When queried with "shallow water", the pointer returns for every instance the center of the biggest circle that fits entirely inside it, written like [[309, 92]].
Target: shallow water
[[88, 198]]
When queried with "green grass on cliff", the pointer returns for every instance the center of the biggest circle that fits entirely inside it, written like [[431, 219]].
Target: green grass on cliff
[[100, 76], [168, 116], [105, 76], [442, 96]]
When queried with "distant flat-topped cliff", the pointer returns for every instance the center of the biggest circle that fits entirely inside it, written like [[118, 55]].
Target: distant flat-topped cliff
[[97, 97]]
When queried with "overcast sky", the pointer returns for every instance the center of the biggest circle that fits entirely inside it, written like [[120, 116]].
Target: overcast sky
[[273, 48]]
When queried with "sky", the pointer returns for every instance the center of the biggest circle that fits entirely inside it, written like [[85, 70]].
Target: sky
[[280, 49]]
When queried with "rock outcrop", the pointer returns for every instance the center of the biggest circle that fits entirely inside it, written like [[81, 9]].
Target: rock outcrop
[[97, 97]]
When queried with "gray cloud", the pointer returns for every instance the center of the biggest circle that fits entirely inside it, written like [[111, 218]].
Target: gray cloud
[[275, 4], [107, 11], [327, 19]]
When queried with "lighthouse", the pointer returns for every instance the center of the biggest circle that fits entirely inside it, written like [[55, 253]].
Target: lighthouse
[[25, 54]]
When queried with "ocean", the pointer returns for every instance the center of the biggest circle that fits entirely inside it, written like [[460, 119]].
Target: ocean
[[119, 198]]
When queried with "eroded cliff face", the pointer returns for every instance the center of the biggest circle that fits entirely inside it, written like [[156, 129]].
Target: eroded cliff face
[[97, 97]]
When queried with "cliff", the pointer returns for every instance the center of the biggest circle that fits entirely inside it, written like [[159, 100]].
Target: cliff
========================================
_SHORT TASK_
Give back, exactly as written, the lines from the one with "like [[118, 55]]." to the last line.

_COMPLETED EXERCISE_
When queried with "distant flat-topped cliff", the pointer returns for every instance the center of the biggest circle that fits entirely inside it, written like [[118, 55]].
Target: distant flat-topped cliff
[[97, 97]]
When queried with "overcast sky", the pointer returns for every instance the center of the biggest circle that fits entirely inside it, written like [[120, 116]].
Target: overcast sky
[[273, 48]]
When queried with "sky", the pointer returns for every instance the center of the biggest circle that fits entirely inside it, written like [[85, 70]].
Target: sky
[[280, 49]]
When queried with "rock outcrop", the pointer returns for every instance the center of the biggest circle that fits entirely inside it, written like [[81, 9]].
Target: rock outcrop
[[97, 97]]
When queried with "gray cloud", the pointer returns for every instance the center of the biggest circle that fits entirely inside it, written like [[111, 218]].
Target: gray cloud
[[275, 4], [107, 11], [327, 19]]
When queried with "lighthouse", the pointer returns for every instance the center of the biggest circle that fits entirely inside it, written like [[55, 253]].
Target: lighthouse
[[25, 54]]
When queried with "ocean", the pointer returns for every instance the center of the biggest circle that fits entirely inside it, written like [[460, 119]].
Target: ocean
[[119, 198]]
When queried with "eroded cliff face", the pointer returns for every instance the center of the biggest circle that fits entirely inside it, written like [[156, 129]].
Target: eroded cliff face
[[97, 97]]
When queried with "cliff", the pointer returns for every instance the center of the biggest circle that fits entirely inside it, written like [[159, 100]].
Target: cliff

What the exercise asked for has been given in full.